LISTED RECORDS =
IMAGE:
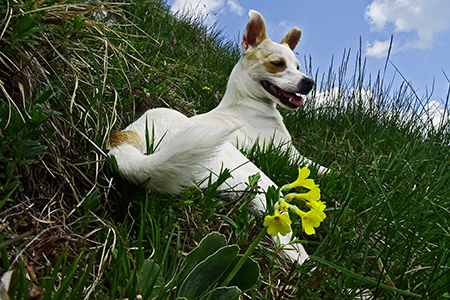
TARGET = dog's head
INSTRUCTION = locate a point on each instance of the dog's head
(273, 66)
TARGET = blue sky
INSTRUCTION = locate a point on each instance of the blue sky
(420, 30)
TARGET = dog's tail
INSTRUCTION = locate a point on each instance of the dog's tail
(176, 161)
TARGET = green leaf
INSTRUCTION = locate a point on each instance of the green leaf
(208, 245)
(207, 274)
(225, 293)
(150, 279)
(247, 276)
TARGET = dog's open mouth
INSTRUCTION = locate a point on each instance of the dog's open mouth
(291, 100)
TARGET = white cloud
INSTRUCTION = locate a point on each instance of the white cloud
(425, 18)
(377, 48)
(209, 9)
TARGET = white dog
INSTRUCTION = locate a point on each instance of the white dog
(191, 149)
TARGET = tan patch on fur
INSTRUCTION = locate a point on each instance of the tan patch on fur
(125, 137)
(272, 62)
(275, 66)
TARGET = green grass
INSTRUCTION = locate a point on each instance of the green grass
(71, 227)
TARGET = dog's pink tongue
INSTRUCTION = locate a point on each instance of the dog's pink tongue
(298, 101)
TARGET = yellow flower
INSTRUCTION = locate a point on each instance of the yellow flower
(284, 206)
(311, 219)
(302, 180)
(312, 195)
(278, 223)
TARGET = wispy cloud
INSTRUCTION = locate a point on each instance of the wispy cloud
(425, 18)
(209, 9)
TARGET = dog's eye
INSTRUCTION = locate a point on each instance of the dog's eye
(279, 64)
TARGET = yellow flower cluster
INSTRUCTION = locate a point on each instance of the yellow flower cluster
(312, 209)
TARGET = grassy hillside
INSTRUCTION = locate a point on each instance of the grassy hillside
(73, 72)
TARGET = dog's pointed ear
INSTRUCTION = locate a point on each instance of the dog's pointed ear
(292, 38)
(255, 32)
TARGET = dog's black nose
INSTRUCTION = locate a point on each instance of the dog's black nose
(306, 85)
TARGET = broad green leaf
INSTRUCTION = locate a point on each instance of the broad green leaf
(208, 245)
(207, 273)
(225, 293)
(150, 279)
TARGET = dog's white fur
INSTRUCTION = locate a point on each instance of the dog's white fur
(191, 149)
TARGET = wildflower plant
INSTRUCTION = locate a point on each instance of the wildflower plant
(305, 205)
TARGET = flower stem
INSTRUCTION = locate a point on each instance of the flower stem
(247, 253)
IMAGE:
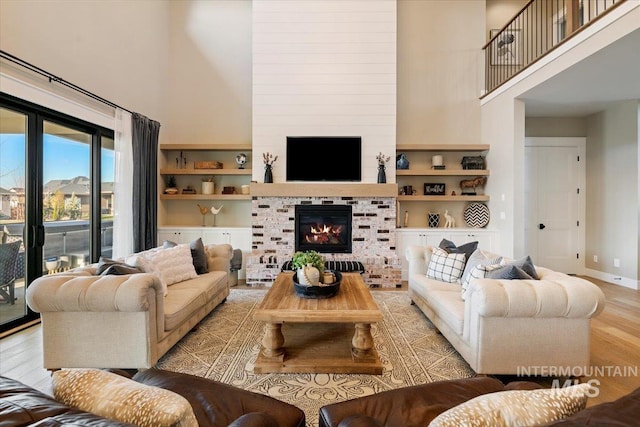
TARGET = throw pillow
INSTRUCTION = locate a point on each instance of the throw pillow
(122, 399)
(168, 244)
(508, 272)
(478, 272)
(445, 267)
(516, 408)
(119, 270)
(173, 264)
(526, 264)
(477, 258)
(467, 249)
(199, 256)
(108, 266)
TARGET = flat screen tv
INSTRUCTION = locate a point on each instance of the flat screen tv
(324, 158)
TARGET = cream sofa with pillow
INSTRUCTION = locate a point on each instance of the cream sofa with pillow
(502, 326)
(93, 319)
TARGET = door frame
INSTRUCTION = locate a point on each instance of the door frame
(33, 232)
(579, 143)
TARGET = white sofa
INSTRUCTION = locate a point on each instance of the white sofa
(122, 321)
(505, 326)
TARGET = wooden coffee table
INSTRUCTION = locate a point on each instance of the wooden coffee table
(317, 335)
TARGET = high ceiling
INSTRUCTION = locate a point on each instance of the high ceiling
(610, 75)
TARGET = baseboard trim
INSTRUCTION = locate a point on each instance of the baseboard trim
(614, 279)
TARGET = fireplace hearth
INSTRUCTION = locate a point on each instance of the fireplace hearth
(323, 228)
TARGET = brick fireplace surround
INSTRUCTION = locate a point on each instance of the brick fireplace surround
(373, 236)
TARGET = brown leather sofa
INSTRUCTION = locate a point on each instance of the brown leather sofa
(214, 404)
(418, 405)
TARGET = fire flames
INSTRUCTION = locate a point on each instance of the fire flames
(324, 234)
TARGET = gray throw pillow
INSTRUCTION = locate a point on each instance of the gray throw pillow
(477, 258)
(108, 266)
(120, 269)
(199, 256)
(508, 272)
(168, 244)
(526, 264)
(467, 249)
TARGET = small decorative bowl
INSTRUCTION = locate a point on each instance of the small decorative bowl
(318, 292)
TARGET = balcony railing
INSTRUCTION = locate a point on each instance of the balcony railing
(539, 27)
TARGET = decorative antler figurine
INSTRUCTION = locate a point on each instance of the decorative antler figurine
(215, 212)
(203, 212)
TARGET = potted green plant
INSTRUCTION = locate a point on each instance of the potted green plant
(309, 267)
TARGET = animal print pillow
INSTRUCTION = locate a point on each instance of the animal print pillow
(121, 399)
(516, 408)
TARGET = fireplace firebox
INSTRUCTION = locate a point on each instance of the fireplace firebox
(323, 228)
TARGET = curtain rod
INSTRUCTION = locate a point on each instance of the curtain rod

THE REQUEST =
Output the lines above in full and exactly as given, omitting any pictures.

TASK SOLUTION =
IMAGE:
TARGET = dog's head
INSTRUCTION = locate a point on each instance of the dog's head
(273, 66)
TARGET = blue sky
INSTRUCTION = locate a point on each instance of the blue sky
(420, 30)
TARGET = dog's tail
INSTRUCTION = locate a point on each instance of the dog's tail
(176, 161)
TARGET = green leaf
INSTRUCTION = locate a point on each instance of the green leaf
(208, 245)
(207, 274)
(225, 293)
(150, 279)
(247, 276)
TARGET = dog's open mouth
INSTRUCTION = locate a point on each instance of the dog's open mouth
(291, 100)
TARGET = white cloud
INSTRUCTION = locate a point on each instance of the white cloud
(425, 18)
(377, 48)
(209, 9)
TARGET = white dog
INSTRUCTION = locate a point on each instance of the white dog
(191, 149)
TARGET = tan patch on fur
INSTRUCTION = locate a point on each instance of the tan patch on fur
(125, 137)
(272, 62)
(275, 66)
TARGET = green grass
INSTRUCTION = locate a point on each instance of the green grass
(71, 227)
TARGET = dog's pink tongue
INSTRUCTION = locate a point on each instance of the dog's pink tongue
(298, 101)
TARGET = yellow flower
INSTRUCTION = locate a point on each instance of the yellow flower
(284, 206)
(311, 219)
(302, 180)
(312, 195)
(278, 223)
TARGET = wispy cloud
INSTRUCTION = locate a point on each instance of the wispy cloud
(425, 18)
(209, 9)
TARGET = dog's eye
INSTRUCTION = locate a point on each instance of the dog's eye
(279, 64)
TARGET = yellow flower cluster
INSTRUCTION = locate a point on each instance of the yellow flower cluster
(312, 209)
TARGET = grassy hillside
INSTRUCTION = locate a point on each instance of the grassy hillside
(73, 72)
TARGET = dog's pointed ear
INSTRUCTION = locate a point on each instance of the dog's pointed ear
(292, 38)
(255, 32)
TARGET = dog's black nose
INSTRUCTION = locate a point on each instance of the dog's black nose
(306, 85)
TARGET = broad green leaf
INSTRUCTION = locate a point on each instance of the broad green leaf
(208, 245)
(207, 273)
(225, 293)
(150, 279)
TARGET = dog's white fur
INSTRUCTION = locate a point on each instance of the dog's white fur
(191, 149)
TARGET = wildflower plant
INSTRUCTION = locate a point on each instance of the wildflower plant
(305, 205)
TARGET = flower stem
INSTRUCTION = locate a point on each instance of the flower stem
(247, 253)
IMAGE:
TARGET = throw pillow
INSTRUCTION = locate a point on each instance of the throw pillow
(122, 399)
(168, 244)
(508, 272)
(478, 272)
(445, 267)
(516, 408)
(119, 270)
(173, 264)
(526, 264)
(477, 258)
(467, 249)
(199, 256)
(108, 266)
TARGET = flat screen tv
INSTRUCTION = locate a point on each instance of the flat screen tv
(324, 158)
TARGET = cream sofa with pillow
INSTRUCTION = locate a point on each instance of the cream sofa with pillow
(502, 326)
(93, 319)
TARGET = door frame
INSTRUCTION = locate a point on each instance of the door frame
(33, 232)
(579, 143)
TARGET = white sofa
INSTRUCTION = locate a point on each instance of the white sofa
(122, 321)
(505, 326)
TARGET = wooden coffee table
INSTRUCTION = locate a point on each instance of the wooden coffee table
(317, 335)
TARGET = high ceiling
INSTRUCTION = locate a point on each instance of the high ceiling
(610, 75)
TARGET = baseboard trim
INSTRUCTION = locate a point on each instance of the baseboard trim
(614, 279)
TARGET = fireplace hearth
INSTRUCTION = locate a point on each instance of the fireplace hearth
(323, 228)
TARGET = brick fireplace surround
INSTRUCTION = locate a point on each instance of the brick fireplace surround
(373, 236)
TARGET = brown leather sofa
INSTRUCTION = locate a point on each instance of the brown leather sofa
(214, 404)
(418, 405)
TARGET = fire flames
INSTRUCTION = locate a point on each instance of the fire flames
(324, 234)
TARGET = gray throw pillow
INSTRUCTION = locate a point on each instance of the gray throw pillow
(477, 258)
(108, 266)
(120, 269)
(199, 256)
(508, 272)
(168, 244)
(526, 264)
(467, 249)
TARGET = small decorative bowl
INSTRUCTION = locate a point on each instance of the small decorative bowl
(318, 292)
TARGET = balcony railing
INSTRUCTION = locate a point on each instance of the balcony railing
(539, 27)
TARGET = decorative antler figurine
INSTRUCTION = locate a point on each instance of the decorative antler figurine
(215, 212)
(203, 212)
TARGET = potted green plant
INSTRUCTION = locate a point on each instance of the potted green plant
(309, 267)
TARGET = animal print pillow
INSTRUCTION = locate a point on each instance of the animal print pillow
(121, 399)
(516, 408)
TARGET = fireplace firebox
INSTRUCTION = locate a point on each instance of the fireplace firebox
(323, 228)
TARGET = curtain rod
INSTRUCTION = locate a point on each instance of the curtain rod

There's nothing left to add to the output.